Requirement:
Copy out the rows below word for word, from the line containing "trace the outline of every instance of the black background" through the line containing "91 174 L 120", including both of those lines.

Dataset items
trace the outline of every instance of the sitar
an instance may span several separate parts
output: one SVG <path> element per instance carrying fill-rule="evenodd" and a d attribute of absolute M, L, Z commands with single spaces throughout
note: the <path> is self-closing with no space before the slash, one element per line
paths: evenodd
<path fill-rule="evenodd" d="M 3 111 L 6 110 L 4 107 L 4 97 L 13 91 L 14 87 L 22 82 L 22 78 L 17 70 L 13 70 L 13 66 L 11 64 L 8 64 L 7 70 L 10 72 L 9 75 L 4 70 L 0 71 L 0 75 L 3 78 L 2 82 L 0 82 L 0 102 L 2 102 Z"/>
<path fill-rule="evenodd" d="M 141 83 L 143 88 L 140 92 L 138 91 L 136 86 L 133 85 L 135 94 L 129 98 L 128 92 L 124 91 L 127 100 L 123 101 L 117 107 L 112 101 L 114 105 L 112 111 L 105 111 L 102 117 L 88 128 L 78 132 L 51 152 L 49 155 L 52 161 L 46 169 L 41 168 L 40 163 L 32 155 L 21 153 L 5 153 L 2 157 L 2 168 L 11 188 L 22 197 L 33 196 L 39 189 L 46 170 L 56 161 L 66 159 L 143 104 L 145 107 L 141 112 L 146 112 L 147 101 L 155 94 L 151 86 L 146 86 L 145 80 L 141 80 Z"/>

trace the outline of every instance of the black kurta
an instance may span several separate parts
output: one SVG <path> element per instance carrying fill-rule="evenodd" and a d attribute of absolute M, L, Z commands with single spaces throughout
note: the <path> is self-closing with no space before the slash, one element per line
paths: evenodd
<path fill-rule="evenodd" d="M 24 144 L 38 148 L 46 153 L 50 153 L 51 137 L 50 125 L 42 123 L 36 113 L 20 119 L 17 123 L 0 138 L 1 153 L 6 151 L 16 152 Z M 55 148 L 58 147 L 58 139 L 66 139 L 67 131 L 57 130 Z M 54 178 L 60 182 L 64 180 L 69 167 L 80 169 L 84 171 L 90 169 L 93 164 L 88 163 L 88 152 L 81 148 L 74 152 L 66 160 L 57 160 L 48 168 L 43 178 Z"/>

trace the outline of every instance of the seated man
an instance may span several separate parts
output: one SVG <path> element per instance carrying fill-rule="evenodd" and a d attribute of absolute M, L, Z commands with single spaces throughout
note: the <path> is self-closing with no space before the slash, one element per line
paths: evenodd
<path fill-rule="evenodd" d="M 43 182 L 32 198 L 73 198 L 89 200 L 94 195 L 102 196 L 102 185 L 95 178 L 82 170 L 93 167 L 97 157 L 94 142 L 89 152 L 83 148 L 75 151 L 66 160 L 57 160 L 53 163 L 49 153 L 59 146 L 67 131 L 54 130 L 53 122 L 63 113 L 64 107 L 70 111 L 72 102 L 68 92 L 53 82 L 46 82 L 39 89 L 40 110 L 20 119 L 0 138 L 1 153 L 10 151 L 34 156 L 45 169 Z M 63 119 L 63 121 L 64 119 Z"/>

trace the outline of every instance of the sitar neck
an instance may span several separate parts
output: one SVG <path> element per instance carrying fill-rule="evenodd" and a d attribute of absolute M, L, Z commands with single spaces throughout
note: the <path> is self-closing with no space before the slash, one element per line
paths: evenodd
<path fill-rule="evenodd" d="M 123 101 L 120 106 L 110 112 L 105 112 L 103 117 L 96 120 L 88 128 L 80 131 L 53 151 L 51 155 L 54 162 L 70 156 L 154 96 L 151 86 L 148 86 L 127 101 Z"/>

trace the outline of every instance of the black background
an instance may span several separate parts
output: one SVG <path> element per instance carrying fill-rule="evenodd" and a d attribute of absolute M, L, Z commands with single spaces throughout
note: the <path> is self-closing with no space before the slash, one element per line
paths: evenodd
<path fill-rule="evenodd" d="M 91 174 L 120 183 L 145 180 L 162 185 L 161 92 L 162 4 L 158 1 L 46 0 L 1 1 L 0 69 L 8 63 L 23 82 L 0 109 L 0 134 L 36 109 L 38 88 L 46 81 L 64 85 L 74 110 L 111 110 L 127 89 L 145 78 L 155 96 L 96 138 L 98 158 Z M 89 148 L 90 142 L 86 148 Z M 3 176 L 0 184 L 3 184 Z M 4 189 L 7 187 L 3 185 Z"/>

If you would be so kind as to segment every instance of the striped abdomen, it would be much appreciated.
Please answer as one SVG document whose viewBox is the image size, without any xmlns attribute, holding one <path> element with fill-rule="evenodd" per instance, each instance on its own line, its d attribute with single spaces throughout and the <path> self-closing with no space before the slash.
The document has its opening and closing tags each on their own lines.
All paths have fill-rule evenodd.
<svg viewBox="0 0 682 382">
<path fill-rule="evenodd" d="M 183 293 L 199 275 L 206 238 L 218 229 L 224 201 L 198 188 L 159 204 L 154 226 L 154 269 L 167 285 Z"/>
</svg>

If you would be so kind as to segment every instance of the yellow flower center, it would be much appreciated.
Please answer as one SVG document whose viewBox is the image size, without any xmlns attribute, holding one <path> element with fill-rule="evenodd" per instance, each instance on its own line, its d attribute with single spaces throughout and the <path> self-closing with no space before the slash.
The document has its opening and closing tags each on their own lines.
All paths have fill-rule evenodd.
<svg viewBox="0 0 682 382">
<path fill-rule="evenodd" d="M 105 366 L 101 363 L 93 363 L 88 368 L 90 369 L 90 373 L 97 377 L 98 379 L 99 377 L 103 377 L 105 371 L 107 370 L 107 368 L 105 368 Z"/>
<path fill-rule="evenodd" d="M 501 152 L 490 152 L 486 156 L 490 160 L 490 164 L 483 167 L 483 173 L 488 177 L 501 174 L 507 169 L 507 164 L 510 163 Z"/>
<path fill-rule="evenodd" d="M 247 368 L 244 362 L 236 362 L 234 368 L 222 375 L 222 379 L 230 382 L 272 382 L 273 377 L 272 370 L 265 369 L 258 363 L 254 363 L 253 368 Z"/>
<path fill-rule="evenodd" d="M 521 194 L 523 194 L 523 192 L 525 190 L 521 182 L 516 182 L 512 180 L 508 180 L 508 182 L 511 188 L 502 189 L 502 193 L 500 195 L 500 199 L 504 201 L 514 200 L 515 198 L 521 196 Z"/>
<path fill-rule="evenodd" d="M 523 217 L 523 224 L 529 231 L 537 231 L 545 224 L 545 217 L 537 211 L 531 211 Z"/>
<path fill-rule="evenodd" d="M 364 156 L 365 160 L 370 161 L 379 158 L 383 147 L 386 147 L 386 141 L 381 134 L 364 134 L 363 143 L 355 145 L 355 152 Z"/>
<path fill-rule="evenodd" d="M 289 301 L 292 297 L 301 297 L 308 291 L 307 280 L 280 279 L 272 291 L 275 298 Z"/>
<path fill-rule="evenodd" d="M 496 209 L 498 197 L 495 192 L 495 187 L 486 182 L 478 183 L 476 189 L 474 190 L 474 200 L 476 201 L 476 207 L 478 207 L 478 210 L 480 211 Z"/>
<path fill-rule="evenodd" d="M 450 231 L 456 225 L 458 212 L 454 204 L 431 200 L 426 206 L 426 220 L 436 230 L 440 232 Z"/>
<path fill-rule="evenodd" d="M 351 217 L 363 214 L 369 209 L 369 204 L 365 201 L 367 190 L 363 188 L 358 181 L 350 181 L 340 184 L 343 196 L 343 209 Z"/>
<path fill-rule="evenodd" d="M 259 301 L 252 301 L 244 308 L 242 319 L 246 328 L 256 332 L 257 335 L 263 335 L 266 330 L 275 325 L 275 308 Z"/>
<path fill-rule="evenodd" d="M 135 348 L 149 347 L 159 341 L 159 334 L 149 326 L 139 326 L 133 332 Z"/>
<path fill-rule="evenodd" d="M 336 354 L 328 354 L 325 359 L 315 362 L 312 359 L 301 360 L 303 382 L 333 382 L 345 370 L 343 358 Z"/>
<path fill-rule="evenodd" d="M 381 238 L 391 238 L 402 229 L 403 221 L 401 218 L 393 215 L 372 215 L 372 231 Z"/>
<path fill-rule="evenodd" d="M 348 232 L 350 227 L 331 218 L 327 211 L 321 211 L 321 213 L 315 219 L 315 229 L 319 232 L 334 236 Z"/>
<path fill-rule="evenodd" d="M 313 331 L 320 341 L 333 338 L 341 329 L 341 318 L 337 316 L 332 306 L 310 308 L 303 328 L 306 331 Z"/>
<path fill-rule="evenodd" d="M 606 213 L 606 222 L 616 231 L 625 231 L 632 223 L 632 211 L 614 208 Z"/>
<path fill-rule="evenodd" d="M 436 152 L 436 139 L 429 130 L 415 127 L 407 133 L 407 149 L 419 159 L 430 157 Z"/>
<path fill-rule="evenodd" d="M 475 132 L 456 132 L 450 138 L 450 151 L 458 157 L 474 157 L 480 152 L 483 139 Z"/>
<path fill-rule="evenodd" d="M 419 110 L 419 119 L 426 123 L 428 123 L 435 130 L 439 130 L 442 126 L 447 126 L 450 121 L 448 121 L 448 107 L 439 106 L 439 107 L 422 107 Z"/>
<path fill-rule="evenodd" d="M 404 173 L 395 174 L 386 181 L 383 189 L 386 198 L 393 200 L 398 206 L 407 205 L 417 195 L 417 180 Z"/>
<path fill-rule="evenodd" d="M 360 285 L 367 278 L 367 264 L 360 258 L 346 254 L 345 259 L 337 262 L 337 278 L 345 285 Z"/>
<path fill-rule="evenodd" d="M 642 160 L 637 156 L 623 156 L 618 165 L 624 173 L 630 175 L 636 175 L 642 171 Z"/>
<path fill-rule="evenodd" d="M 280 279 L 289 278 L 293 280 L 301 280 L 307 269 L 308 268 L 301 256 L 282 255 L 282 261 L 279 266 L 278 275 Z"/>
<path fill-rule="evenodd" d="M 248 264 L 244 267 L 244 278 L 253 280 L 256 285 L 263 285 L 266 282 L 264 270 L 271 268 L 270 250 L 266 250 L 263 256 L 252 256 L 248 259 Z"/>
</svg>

Problem solution:
trace the outline of every instance of the black background
an instance may span several separate parts
output: one SVG <path> element per instance carrying fill-rule="evenodd" and a d attribute of absolute M, L, Z commands with single spaces throughout
note: the <path> is self-closing with no space before the slash, one element per line
paths: evenodd
<path fill-rule="evenodd" d="M 91 174 L 120 183 L 145 180 L 162 185 L 161 92 L 162 4 L 158 1 L 46 0 L 1 1 L 0 69 L 8 63 L 23 82 L 0 109 L 0 134 L 36 109 L 38 88 L 46 81 L 64 85 L 74 110 L 111 110 L 127 89 L 145 78 L 155 96 L 96 138 L 98 158 Z M 89 148 L 90 142 L 86 148 Z M 3 176 L 0 184 L 3 184 Z M 4 189 L 7 187 L 3 185 Z"/>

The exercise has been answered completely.